▶ _WORK ORDER A_
In the Elmvale text, what event marked the first time the town was called Elmvale?
▶ _WORK ORDER B_
Using the Elmvale text, explain why the comparison between Elmvale's water and arctic ice is described as especially impressive.
▶ _WORK ORDER C_
Continue the Elmvale text from its last line.

▶ _GIVEN TEXT_
___
Elmvale first got its name when the post office opened in 1859. It had previously been known as Four Corners, Elm Flats, and Saurin.

On June 2, 1998 a tornado struck Elmvale, but caused no serious damage. On May 21, 2003, a confirmed F0 tornado struck Elmvale. Minor damage was reported to a barn roof and silo, and around 65 mature trees were uprooted.

==Schools==
In 1877 Elmvale's two-story brick school which was partitioned to include secondary classes. The largest schools in Elmvale are the Huronia Centennial Public School and the Elmvale District High School. They are both part of the Simcoe County District School Board. The public school has one of the few marching bands in Ontario.

==Overview and events==
- Identified in 2011 as having the purest water in the world, it has been studied for decades and proven to have one fifth the lead contaminants that even the cleanest layer of ice in the arctic has. Even more impressive is the fact that those ice layers are thousands of years old, predating atmospheric lead pollution.
- The Elmvale Water Festival runs each fall to raise awareness for water-quality issues in local politics and agriculture.
___
▶ _Dataset entries_
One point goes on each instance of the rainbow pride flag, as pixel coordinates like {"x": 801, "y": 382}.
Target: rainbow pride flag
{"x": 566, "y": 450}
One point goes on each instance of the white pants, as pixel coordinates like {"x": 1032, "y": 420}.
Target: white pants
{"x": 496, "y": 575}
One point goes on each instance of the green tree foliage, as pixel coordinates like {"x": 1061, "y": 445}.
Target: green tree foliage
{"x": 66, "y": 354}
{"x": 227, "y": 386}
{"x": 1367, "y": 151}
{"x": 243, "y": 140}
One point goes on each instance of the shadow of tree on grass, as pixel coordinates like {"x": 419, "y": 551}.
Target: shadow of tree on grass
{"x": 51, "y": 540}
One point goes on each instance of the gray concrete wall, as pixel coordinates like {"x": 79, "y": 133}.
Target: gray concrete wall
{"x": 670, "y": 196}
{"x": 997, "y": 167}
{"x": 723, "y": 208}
___
▶ _EXERCISE RESPONSE A_
The opening of the post office in 1859.

▶ _EXERCISE RESPONSE B_
Elmvale's water has one fifth the lead contaminants of even the cleanest layer of arctic ice. That is striking because those ice layers are thousands of years old, so they formed before atmospheric lead pollution.

▶ _EXERCISE RESPONSE C_
- The Elmvale Maple Syrup Festival draws thousands of visitors each year, and dates back to 1966. There are sugarbush rides, treats at the SugarShack, and many pancakes. The festival regularly attracts visitors from across the province and beyond, and generates thousands of dollars of funding for local community projects each year.
- The Elmvale Fall Fair runs each October.
- The Elmvale Flea and Farmers Market, located on Hwy 92, is one of Ontario's largest independent flea markets
- Elmvale is also home to the Elmvale Jungle Zoo, which hosts 300 animals.

==Transportation==

Elmvale is served by the Simcoe County LINX inter-community bus service on its Route 1 - Penetanguishene / Midland to Barrie.